▸ Direction 1
In the passage about the land of Beulah, to whom was the letter dictated?
▸ Direction 2
In the passage about the land of Beulah, list each way the writer says the celestial city reaches him.
▸ Direction 3
Extend the passage about the land of Beulah past its final sentence.

▸ Article
%%

In a letter dictated to his sister he writes: "Were I to adopt the
figurative language of Bunyan, I might date this letter from the land of
Beulah, of which I have been for some time such a happy inhabitant. The
celestial city is full in view. Its glories beam upon me; its breezes fan me;
its odors are wafted to me; its sounds strike upon my ears, and its spirit is
breathed into my heart. Nothing separates me from it but the river of death,
which now appears as an insignificant rill, which can be crossed at a single
step, whenever God shall give permission. The Son of Righteousness has been
gradually drawing nearer and nearer, appearing larger and brighter as He
approached, and now fills the whole hemisphere, pouring forth a flood of glory,
in which I seem to float like an insect in the beams of the sun, exulting, yet
almost trembling, while I gaze on this excessive brightness, and wondering why
God should deign thus to shine upon a sinful worm."
On being asked, "Do you feel reconciled?"
He replied, "O, that is too cold; I rejoice; I triumph; and this
happiness will endure as long as God himself, for it consists in admiring and
adoring Him. I can find no words to express my happiness. I seem to be swimming
in a river of pleasure, which is carrying me to the great fountain. It seems as
if all the bottles in heaven were opened, and all its fullness and happiness
have come down into my heart. God has been depriving me of one blessing after
another, but as each one has removed, He has come in and filled up its place.
If God had told me sometime ago, that He was about to make me as happy as I
could be in this world, and that He should begin by crippling me in all my
limbs, and removing from me all my usual sources of enjoyment, I should have
thought it a very strange mode of accomplishing His purposes, now, when I am a
cripple, and not able to move, I am happier than I ever was in my life before,
or ever expected to be.

%%

[Rows of box annotation data]
%%

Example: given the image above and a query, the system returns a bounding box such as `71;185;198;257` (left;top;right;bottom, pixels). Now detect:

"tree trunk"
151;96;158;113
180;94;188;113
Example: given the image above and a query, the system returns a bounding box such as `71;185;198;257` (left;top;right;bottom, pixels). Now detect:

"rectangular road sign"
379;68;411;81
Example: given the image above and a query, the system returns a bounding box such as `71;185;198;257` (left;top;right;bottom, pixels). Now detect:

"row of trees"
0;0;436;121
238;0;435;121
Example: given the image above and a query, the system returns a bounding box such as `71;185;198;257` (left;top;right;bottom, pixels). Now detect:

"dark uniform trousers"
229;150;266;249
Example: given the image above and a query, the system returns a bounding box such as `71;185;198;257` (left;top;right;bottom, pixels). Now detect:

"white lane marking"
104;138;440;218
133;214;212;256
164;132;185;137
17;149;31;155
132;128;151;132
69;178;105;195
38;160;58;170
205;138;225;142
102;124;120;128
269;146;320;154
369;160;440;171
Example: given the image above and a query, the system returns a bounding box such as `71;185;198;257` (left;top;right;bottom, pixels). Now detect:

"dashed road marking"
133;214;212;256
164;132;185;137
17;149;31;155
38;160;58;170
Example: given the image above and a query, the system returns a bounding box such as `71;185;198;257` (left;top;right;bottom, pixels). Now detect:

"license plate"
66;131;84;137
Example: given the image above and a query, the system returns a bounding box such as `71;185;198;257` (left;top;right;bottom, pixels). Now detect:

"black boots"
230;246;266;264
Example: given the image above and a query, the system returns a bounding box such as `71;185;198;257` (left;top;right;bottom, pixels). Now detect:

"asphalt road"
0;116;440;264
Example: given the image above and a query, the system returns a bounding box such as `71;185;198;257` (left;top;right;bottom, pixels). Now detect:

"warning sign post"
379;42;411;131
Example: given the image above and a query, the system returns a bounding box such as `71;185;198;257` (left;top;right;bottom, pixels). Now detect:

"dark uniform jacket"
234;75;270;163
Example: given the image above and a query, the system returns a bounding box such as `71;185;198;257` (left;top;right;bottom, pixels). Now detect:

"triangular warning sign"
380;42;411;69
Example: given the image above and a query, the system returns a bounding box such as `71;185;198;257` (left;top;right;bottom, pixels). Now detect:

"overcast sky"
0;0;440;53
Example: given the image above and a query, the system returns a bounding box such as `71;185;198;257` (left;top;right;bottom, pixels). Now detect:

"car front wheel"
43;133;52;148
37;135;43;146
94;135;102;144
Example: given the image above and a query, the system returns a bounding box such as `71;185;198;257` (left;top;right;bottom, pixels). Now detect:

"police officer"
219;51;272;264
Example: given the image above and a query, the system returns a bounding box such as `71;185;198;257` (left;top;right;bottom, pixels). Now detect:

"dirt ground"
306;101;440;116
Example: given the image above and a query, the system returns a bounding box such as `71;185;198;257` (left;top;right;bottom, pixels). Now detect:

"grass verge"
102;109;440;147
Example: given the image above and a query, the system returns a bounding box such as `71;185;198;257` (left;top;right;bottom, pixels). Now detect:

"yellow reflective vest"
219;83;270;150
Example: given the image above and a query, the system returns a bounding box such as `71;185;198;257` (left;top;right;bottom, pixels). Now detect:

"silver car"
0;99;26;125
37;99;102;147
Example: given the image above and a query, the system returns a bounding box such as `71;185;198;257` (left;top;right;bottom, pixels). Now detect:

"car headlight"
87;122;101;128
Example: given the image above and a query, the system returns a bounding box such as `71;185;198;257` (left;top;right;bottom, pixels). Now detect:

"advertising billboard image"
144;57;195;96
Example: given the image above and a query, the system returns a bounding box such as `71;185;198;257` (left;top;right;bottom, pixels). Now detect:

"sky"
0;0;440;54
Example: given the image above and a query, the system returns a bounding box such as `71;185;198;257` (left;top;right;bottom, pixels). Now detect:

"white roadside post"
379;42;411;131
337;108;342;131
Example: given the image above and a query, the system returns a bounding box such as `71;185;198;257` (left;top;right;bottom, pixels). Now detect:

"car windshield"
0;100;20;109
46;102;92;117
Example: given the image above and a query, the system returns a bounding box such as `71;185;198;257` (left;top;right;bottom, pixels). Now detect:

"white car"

%%

▸ Answer 1
His sister.

▸ Answer 2
Its glories beam upon him; its breezes fan him; its odors are wafted to him; its sounds strike upon his ears; its spirit is breathed into his heart.

▸ Answer 3
"It has often been remarked, that people who have passed into the other
world cannot come back to tell us what they have seen; but I am so near the
eternal world, that I can almost see as clearly as if I were there; and I see
enough to satisfy me of the truth of the doctrines I have preached. I do not
know that I should feel at all surer had I been really there."
"Watchman, what of the night!" asked a gray-headed member of his
church.
"I should think it was about noonday," replied the dying Payson.
The ruling passion being strong in death, he sent a request to his pulpit,
that his people should repair to his sick-chamber. They did so in specified
classes, a few at a time and received his dying message.
To the young men of his congregation, he said: "I felt desirous that
you might see that the religion I have preached can support me in death. You
know that I have many ties which bind me to earth; a family to which I am
strongly attached, and a people whom I love almost as well; but the other world
acts like a much stronger magnet, and draws my heart away from this."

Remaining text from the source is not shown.